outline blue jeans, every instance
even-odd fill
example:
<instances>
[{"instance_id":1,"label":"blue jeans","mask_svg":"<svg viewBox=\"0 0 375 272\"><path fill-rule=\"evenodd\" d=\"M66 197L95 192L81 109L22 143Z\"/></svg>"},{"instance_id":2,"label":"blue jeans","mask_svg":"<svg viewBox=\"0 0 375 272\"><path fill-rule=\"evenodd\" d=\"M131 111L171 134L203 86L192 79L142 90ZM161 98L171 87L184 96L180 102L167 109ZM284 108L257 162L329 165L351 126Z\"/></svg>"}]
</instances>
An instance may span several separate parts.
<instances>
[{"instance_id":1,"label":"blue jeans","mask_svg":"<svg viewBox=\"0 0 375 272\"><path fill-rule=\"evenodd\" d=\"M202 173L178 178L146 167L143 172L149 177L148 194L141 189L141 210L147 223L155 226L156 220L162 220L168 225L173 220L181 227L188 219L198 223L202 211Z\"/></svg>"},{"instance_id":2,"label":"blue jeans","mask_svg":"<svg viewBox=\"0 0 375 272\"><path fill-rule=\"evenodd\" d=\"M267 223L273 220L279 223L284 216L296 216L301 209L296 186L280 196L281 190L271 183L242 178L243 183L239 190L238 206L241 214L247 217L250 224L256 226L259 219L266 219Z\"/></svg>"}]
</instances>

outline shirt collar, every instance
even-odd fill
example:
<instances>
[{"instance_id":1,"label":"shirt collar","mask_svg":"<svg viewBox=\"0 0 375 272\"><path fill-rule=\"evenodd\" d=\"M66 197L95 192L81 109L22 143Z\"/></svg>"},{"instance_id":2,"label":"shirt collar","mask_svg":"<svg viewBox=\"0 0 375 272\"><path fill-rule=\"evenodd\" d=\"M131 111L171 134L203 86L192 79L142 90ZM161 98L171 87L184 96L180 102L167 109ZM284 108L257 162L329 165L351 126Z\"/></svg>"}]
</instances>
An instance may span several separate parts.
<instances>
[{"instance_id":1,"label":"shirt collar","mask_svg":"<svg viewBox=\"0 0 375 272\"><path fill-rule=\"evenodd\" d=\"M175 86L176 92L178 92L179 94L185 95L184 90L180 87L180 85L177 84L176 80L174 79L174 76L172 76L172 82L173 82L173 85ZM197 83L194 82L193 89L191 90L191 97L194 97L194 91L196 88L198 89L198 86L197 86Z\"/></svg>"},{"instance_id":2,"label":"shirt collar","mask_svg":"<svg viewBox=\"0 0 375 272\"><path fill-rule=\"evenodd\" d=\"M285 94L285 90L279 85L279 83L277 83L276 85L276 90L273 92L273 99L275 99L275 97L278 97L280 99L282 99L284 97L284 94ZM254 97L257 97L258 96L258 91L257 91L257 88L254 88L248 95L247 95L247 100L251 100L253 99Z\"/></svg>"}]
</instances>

......

Goal of the exercise
Using the listing above, report each line that mentions the word "outline".

Exercise response
outline blue jeans, every instance
outline shirt collar, every instance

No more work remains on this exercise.